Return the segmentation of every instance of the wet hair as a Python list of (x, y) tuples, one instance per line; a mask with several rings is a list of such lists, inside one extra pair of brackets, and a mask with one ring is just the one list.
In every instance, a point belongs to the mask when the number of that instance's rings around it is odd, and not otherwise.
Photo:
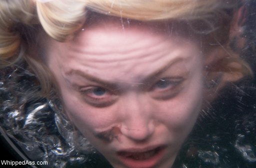
[[(242, 5), (240, 0), (2, 0), (0, 66), (24, 59), (40, 81), (42, 95), (50, 96), (55, 83), (42, 56), (47, 47), (40, 41), (46, 34), (60, 42), (70, 40), (93, 13), (100, 13), (185, 23), (200, 38), (204, 54), (212, 56), (206, 70), (212, 73), (206, 78), (212, 79), (221, 73), (222, 83), (236, 81), (252, 73), (240, 57), (241, 49), (230, 47), (234, 13)], [(236, 38), (244, 38), (242, 34)]]

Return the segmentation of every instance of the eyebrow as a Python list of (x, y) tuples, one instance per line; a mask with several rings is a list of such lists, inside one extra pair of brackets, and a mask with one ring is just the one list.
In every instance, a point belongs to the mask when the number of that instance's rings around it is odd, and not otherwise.
[(145, 83), (147, 83), (147, 82), (151, 81), (152, 79), (156, 78), (156, 76), (164, 73), (168, 68), (169, 68), (173, 64), (176, 64), (178, 62), (182, 62), (182, 61), (186, 59), (184, 58), (176, 58), (170, 61), (168, 63), (162, 66), (159, 68), (158, 70), (154, 72), (151, 74), (148, 75), (145, 79), (144, 79), (141, 82), (128, 82), (125, 81), (122, 81), (121, 80), (116, 80), (114, 83), (112, 81), (110, 82), (107, 80), (104, 80), (99, 78), (96, 77), (90, 74), (87, 74), (80, 70), (72, 69), (66, 73), (65, 75), (66, 76), (72, 76), (74, 74), (76, 75), (80, 76), (86, 80), (90, 81), (92, 81), (99, 84), (102, 84), (102, 85), (108, 86), (108, 87), (116, 87), (116, 83), (127, 83), (136, 85), (145, 85)]

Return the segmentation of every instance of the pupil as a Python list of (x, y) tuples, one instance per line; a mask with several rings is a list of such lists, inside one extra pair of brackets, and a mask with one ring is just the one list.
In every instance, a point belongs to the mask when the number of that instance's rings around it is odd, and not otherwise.
[(164, 79), (161, 79), (156, 83), (156, 86), (160, 88), (166, 88), (169, 86), (169, 82)]
[(102, 88), (97, 88), (94, 89), (93, 93), (97, 96), (102, 96), (106, 93), (106, 90)]

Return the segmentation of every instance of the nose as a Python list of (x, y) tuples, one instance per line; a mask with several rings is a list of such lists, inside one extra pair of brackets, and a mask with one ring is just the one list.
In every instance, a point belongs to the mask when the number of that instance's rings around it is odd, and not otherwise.
[(152, 109), (146, 96), (130, 93), (123, 99), (120, 112), (122, 116), (122, 135), (135, 141), (144, 141), (153, 134), (155, 125)]

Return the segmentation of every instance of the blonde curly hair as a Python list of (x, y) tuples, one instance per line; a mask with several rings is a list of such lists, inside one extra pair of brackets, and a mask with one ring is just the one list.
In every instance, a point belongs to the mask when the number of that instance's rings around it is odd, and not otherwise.
[[(2, 0), (0, 66), (24, 59), (38, 77), (42, 93), (49, 96), (55, 84), (40, 56), (44, 52), (42, 36), (46, 33), (58, 41), (69, 40), (86, 24), (90, 13), (96, 12), (142, 21), (186, 22), (203, 36), (202, 44), (208, 46), (202, 48), (204, 52), (209, 54), (214, 48), (212, 53), (218, 49), (225, 51), (222, 61), (217, 61), (218, 67), (212, 66), (208, 70), (234, 73), (236, 77), (228, 80), (234, 81), (252, 73), (239, 57), (239, 51), (228, 46), (233, 14), (240, 5), (239, 0)], [(208, 31), (200, 30), (202, 25)]]

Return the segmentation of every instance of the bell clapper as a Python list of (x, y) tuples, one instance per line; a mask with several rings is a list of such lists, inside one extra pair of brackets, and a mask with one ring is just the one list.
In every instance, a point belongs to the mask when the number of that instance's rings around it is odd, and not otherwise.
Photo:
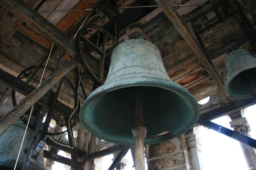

◇ ◇ ◇

### Work required
Format every line of the records above as a Markdown table with the columns Row and Line, numbering the rows and leaving out blank lines and the pictures.

### Solution
| Row | Line |
|---|---|
| 1 | Return the segmentation of every instance of the wet hair as a Python list of (x, y) tuples, one instance per line; a mask with several rings is a list of such lists, inside one extra pair of brackets, and a mask with one ring is just the one list. |
| 2 | In every instance, a point belongs to the mask when the number of that instance's rings around it is odd, and not otherwise. |
| 3 | Photo: |
| 4 | [[(242, 5), (240, 0), (2, 0), (0, 66), (24, 59), (40, 81), (42, 95), (50, 96), (55, 83), (42, 56), (47, 47), (40, 41), (46, 34), (60, 42), (70, 40), (93, 13), (100, 13), (185, 23), (200, 38), (204, 54), (212, 56), (206, 70), (212, 73), (206, 78), (212, 79), (221, 73), (222, 83), (236, 81), (252, 73), (240, 57), (241, 49), (230, 47), (234, 13)], [(236, 38), (244, 38), (242, 34)]] |
| 5 | Return the segmentation of every instance of the eyebrow as a Python list of (x, y) tuples, one instance per line; a mask with several rings is a list of such lists, inside one extra pair of brackets, and a mask with one ring is just the one list. |
| 6 | In every instance, a point belongs to the mask when the number of that instance's rings around it is odd, and not otherwise. |
| 7 | [(145, 83), (147, 83), (147, 82), (151, 81), (152, 79), (156, 78), (156, 76), (164, 73), (168, 68), (169, 68), (173, 64), (176, 64), (178, 62), (182, 62), (182, 61), (186, 59), (184, 58), (176, 58), (170, 61), (168, 63), (162, 66), (159, 68), (158, 70), (154, 72), (151, 74), (148, 75), (145, 79), (144, 79), (141, 82), (128, 82), (125, 81), (122, 81), (121, 80), (116, 80), (114, 83), (112, 81), (110, 82), (107, 80), (104, 80), (99, 78), (96, 77), (90, 74), (87, 74), (80, 70), (72, 69), (66, 73), (65, 75), (66, 76), (72, 76), (74, 74), (76, 75), (80, 76), (86, 80), (90, 81), (92, 81), (99, 84), (102, 84), (102, 85), (108, 86), (108, 87), (116, 87), (116, 83), (127, 83), (136, 85), (145, 85)] |
| 8 | Return the segmentation of every instance of the pupil as a Python list of (x, y) tuples, one instance per line; a mask with several rings is a list of such lists, inside one extra pair of brackets, and a mask with one ring is just the one list. |
| 9 | In every instance, a point belongs to the mask when the number of that instance's rings around it is odd, and not otherwise. |
| 10 | [(164, 79), (161, 79), (156, 83), (156, 86), (160, 88), (166, 88), (169, 86), (169, 82)] |
| 11 | [(102, 88), (97, 88), (94, 89), (93, 93), (97, 96), (102, 96), (106, 93), (106, 90)] |
| 12 | Return the segmentation of every instance of the nose as a Python list of (x, y) tuples, one instance per line; a mask with several rings is a list of such lists, inside one extra pair of brackets, and a mask with one ring is just the one list. |
| 13 | In every instance, a point belongs to the mask when the number of that instance's rings around it is odd, and not otherwise. |
| 14 | [(152, 109), (146, 96), (130, 93), (123, 99), (120, 112), (122, 116), (122, 135), (135, 141), (144, 141), (153, 134), (155, 125)] |
| 15 | Return the segmentation of every instance of the blonde curly hair as a Python list of (x, y) tuples, one instance per line; a mask with several rings is a list of such lists, inside one extra pair of brackets, and a mask with one ring is just the one list. |
| 16 | In every instance, a point belongs to the mask when the number of that instance's rings around it is odd, and not otherwise. |
| 17 | [[(2, 0), (0, 66), (24, 59), (38, 77), (42, 93), (49, 96), (55, 84), (40, 56), (44, 52), (42, 36), (46, 33), (58, 41), (69, 40), (86, 24), (90, 13), (96, 12), (142, 21), (186, 22), (203, 36), (202, 44), (208, 46), (202, 48), (204, 52), (209, 54), (214, 48), (212, 53), (218, 49), (225, 51), (222, 61), (217, 61), (218, 67), (212, 66), (208, 70), (234, 73), (236, 77), (228, 80), (234, 81), (252, 73), (239, 57), (239, 51), (228, 46), (233, 14), (240, 5), (239, 0)], [(208, 31), (200, 30), (202, 25)]] |
| 18 | Return the segmentation of every instance of the bell clapper as a Python list of (x, y) tuples, one instance per line; a mask with several rings is a list of such lists, inside one extra pair of brackets, and a mask with one ring is just the one list. |
| 19 | In every instance, a point belongs to the mask when the number of that instance's rings around it is odd, and not otherwise. |
| 20 | Photo: |